Excerpted text
┄┄┄┄┄┄

# Da Vinci's Giant Crossbow - materials and performance



## Gimli's Ghost (Jun 29, 2021)

An attempt to build this device in real life revealed that it simply would not have worked using materials available in that time frame.
Best they could do was launch a heavy beam a few yards with little effect. More like a very inefficient battering ram than a ranged weapon.
The shear weight of the limbs slowed the bow down way too much.
Anything bigger than the Roman type Ballista suffers diminishing returns .


----------



## Shubol3D (Sep 18, 2021)

Thanks for reply.
Yes, I know about it. I'm not going to build it. I want to make FEA simulation, so I need to know what material DaVinci could use.
Even if it didn't work in real-world 
Edit:. It is mostly for learning and fun purpose and I have no idea about this topic. I just don't want to set total nonsense to simulation.

┄┄┄┄┄┄

Problems
a: Answer from the crossbow thread:
(i) What did the best attempt to build the device manage to launch, and how far?
(ii) What kind of simulation does Shubol3D want to make?
(iii) Anything bigger than which weapon suffers diminishing returns?
b: In the crossbow thread, repeat the part that opens with the words containing "## Gimli's Ghost" and closes with "way too much.".
c: List every specific weapon the crossbow thread mentions.
The lines that follow have no connection to the crossbow thread.

Data excerpt
┄┄┄┄┄┄

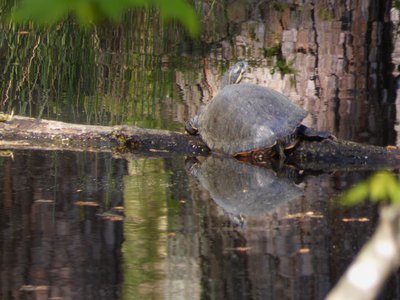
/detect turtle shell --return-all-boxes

┄┄┄┄┄┄

Solutions to each task
a:
(i) A heavy beam, a few yards.
(ii) An FEA simulation.
(iii) The Roman type Ballista.

b:
## Gimli's Ghost (Jun 29, 2021)

An attempt to build this device in real life revealed that it simply would not have worked using materials available in that time frame.
Best they could do was launch a heavy beam a few yards with little effect. More like a very inefficient battering ram than a ranged weapon.
The shear weight of the limbs slowed the bow down way too much.

c:
Da Vinci's Giant Crossbow
Roman type Ballista
battering ram